··· Given records ···

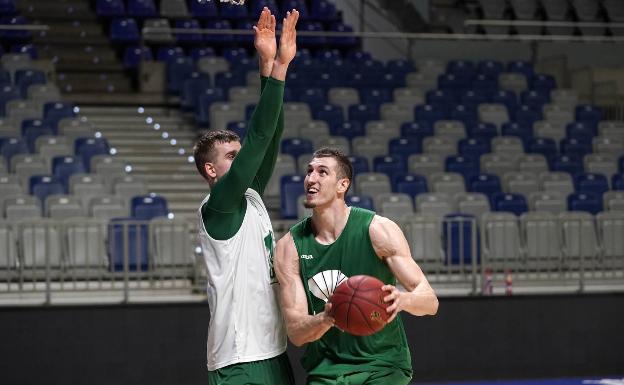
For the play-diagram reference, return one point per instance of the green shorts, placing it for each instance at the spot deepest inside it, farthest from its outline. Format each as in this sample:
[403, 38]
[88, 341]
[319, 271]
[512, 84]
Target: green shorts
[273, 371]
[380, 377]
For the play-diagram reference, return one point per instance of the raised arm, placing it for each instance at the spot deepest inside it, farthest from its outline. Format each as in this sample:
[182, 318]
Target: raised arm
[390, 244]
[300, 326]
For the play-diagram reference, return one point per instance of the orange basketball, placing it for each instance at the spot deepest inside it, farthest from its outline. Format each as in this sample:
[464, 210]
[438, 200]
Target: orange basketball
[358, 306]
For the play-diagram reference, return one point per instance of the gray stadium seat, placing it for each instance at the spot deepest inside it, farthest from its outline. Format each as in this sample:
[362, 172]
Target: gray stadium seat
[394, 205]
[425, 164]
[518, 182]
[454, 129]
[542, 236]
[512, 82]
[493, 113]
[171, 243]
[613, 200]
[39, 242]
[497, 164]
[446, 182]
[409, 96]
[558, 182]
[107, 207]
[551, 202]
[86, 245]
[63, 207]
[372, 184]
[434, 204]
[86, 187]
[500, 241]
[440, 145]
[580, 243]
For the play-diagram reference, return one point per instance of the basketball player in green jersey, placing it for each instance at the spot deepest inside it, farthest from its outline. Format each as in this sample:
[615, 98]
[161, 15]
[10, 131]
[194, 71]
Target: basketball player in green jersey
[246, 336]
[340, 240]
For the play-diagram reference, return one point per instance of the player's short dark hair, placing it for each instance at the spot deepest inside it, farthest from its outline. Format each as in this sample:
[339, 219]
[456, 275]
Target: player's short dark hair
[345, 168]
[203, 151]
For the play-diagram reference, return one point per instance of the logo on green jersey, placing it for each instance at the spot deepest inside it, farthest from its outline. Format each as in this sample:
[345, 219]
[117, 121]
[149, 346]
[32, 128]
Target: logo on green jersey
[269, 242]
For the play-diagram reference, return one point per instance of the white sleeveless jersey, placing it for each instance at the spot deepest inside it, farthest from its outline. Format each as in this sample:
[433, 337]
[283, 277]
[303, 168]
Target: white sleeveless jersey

···

[What you are asked to do]
The listing above must be repeated exactly. Its pictures are not part of the copy.

[Solution to this exercise]
For the play-diagram reference, return one point per instance of the green shorts, placing it for each instance at the spot deepest inside it, farthest from its outline. Format each as in this sample:
[403, 38]
[88, 341]
[319, 271]
[512, 84]
Target: green shorts
[273, 371]
[380, 377]
For the play-diagram reference, return one point per instance of the raised arm, placing it for each instance at the spot deepest inside it, farthest from its outline. Format each as in this sample:
[182, 318]
Target: raised arm
[390, 244]
[300, 326]
For the play-diagram reference, return one point per instance of the orange basketball, placing it for each instance at the spot deepest inside it, farthest from its outline. Format each as in this sample:
[464, 210]
[438, 200]
Target: orange basketball
[358, 306]
For the play-diagram reference, return one point per instance of the gray stadium seat, placing it for each instance at the spot deepest inside it, farthest from its outline. Format each as in this sample:
[362, 172]
Target: gray stadium seat
[394, 205]
[425, 164]
[518, 182]
[454, 129]
[542, 236]
[512, 82]
[493, 113]
[171, 243]
[613, 200]
[39, 242]
[497, 164]
[446, 182]
[409, 96]
[558, 182]
[107, 207]
[551, 202]
[86, 245]
[63, 207]
[372, 184]
[434, 204]
[86, 187]
[500, 241]
[440, 145]
[580, 243]
For the play-diagram reference, return one point per instance of the basketball player in green jersey, placing it for each instance at the spot deepest inside it, farthest from its outline. Format each as in this sample:
[615, 98]
[161, 15]
[10, 131]
[194, 71]
Target: basketball player in green jersey
[246, 336]
[340, 240]
For the play-diagram reference, return one point per instance of the player's short dark hair, placing it for each instance at the spot deepest inside it, farthest from its outline. Format each as in this sample:
[339, 219]
[456, 275]
Target: player's short dark hair
[345, 168]
[203, 151]
For the play-diagram reference, return one point per instance of the logo on green jersey, placing it for each instance at the spot deepest inside it, farthest from its outline. Format each as in this sample:
[345, 219]
[117, 121]
[149, 346]
[32, 128]
Target: logo on green jersey
[269, 242]
For the play-diagram reference, return one point per instance of the white sleeveless jersey, placing it for each instance at the spot deepest inside it, farthest from its outline. Format each as in this sample:
[433, 337]
[283, 277]
[303, 168]
Target: white sleeveless jersey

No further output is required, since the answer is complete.